Istruzioni del compito:
Trascrivi dalla presentazione del libro il tratto che va da «Il tempo, non» fino a «contro di noi.», entrambi inclusi.

Estratto del documento:
........

L’amore ai tempi del mieloma non è un romanzo né un racconto.
È una storia di vita autobiografica ambientata a Roma nel 2013.
La diagnosi di una grave malattia costringe il protagonista a confrontarsi con un mondo a lui prima sconosciuto ed egli lo fa in maniera lucida e diretta.
La malattia è come una giostra, ci puoi trovare tante persone che fanno cerchio attorno a te, e tutto gira e si mischia: il pianto e il riso, l'ansia e la speranza. Finché non scendi. E ti ritrovi a casa.
Il tempo, non più dedicato solo al lavoro, diventa una risorsa preziosa per informarsi, leggere libri, ma anche per scrivere di quello che accade, consacrando la scrittura come parte integrante della terapia stessa.
La malattia, inoltre, obbliga alla solitudine, a guardare dentro sé stessi, a cercare una spiegazione teleologica, ad un fato che sembra voglia accanirsi contro di noi e soltanto contro di noi.
Certo, è un libro in cui la malattia è presente, anzi, è l'elemento scatenante. Ma ancor più presente è l'amore, quel moto incessante che ci costringe a cercare e ad andare avanti, ad essere sempre persone e non "malati".

........

Insieme di dati:
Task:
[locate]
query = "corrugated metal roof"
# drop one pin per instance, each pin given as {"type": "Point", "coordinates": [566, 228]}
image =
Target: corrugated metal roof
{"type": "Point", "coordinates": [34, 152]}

........

Risposta finale:
Il tempo, non più dedicato solo al lavoro, diventa una risorsa preziosa per informarsi, leggere libri, ma anche per scrivere di quello che accade, consacrando la scrittura come parte integrante della terapia stessa.
La malattia, inoltre, obbliga alla solitudine, a guardare dentro sé stessi, a cercare una spiegazione teleologica, ad un fato che sembra voglia accanirsi contro di noi e soltanto contro di noi.